• _Prompt 1_
Decide whether each statement below agrees with the AN/TPY-4 radar passage that follows, answering yes or no and quoting the deciding words from that passage: (a) in stop/stare mode the radar's range reaches 1,000 km; (b) the radar operates in the S band; (c) the Processor Group is the system's means of transport.
• _Prompt 2_
Write the next part of the AN/TPY-4 radar passage below, beginning after its final line.

• _Source excerpt_
--------------------------------

TPY-4 Multi-Mission Radar
- Country of origin: United States
- Manufacturer: Lockheed Martin
- Designer: Lockheed Martin
- Type: 3D long range detection, AESA radar with GaN TRM (transmit and receive modules)
- Frequency: 1.215 to 1.4 GHz (L band)
- RPM: up to 6, or stop/stare mode
- Range: 555 km (300 nmi) in rotation, 1,000 km (540 nmi) in stop/stare mode
- Altitude: 0 to 30,500 m (0 to 100,066 ft)
- Azimuth: 360° in rotation, +/− 45° in stop/stare mode
- Elevation: −6° to 38° (search elevation), −6° to 90° (track elevation)

= AN/TPY-4 =

Air defense radar

The AN/TPY-4 is a ground-based, active electronically scanned array, L-band, multi-function long-range 3D radar for air defense surveillance, built by Lockheed Martin.

It is a radar capable of multi-mission operation, and performing simultaneously the following work: air surveillance, low profile UAS detection, ballistic missile search and track, maritime surveillance, and satellite track.

In accordance with the Joint Electronics Type Designation System (JETDS), the "AN/TPY-4" designation represents the 4th design of an Army-Navy electronic device for ground transportable surveillance radar system. The JETDS system also now is used to name all Department of Defense and some NATO electronic systems.

The system comprises:

- Transceive Group (TG), the radar system,
- Processor Group (PG), that has the generator for the radar system and that processes the data of the radar,
- Ancillary Group (AG), the means of transport.

== Operators ==

=== Current operators ===

- Norway (11)

--------------------------------

[Point annotation dataset records]
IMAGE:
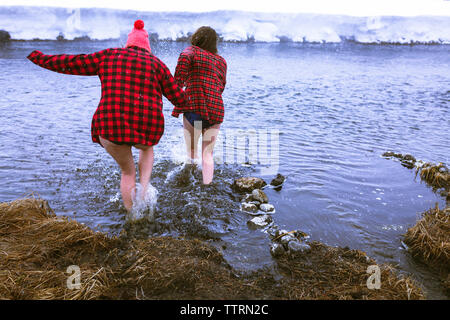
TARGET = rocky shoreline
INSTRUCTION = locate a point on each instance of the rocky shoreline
(37, 247)
(429, 239)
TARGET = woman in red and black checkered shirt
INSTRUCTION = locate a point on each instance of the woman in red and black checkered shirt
(203, 72)
(130, 110)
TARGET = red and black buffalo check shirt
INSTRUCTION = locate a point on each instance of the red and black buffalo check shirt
(204, 76)
(133, 82)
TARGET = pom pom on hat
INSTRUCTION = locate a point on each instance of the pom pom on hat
(138, 37)
(139, 24)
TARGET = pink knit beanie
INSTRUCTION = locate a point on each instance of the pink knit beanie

--------------------------------

• _Response 1_
(a) Yes: "1,000 km (540 nmi) in stop/stare mode"
(b) No: "1.215 to 1.4 GHz (L band)"
(c) No: "Ancillary Group (AG), the means of transport"

• _Response 2_
 In November 2022, the Norwegian Air Force ordered 8 TPY-4 radars for air surveillance missions, with an option for 3 additional radars. The 8 radars are being delivered until 2025. In September 2024, the option for the 3 additional radars was exercised.
 The Platform Electronic System is built by Kongsberg Defence & Aerospace (KDA).
- United States (19)
 The United States Air Force selected this radar for the 3DELRR programme (3-dimensional expeditionary long range radar) in February 2022. The plan is to replace the TPS-75 with 35 AN/TPY-4(V)1 by 2028.
- 2 ordered in April 2022 for USD $75.0 million.
- 4 ordered in February 2023 for USD $84.9 million.
- 3 ordered in January 2024 for USD $65.1 million, to be delivered by end of January 2026.
- 10 ordered in April 2025

=== Future operators ===

- Denmark (3)
 Ordered in December 2025. At a cost of $610 million, with an option for one additional.
- Sweden
 Ordered in June 2025.

=== Potential operators ===

- Singapore
 Lockheed Martin is offering an undisclosed number of the TPY-4 ground-based long-range surveillance radar to the RSAF (Republic of Singapore Air Force) to replace its FPS-117 radar.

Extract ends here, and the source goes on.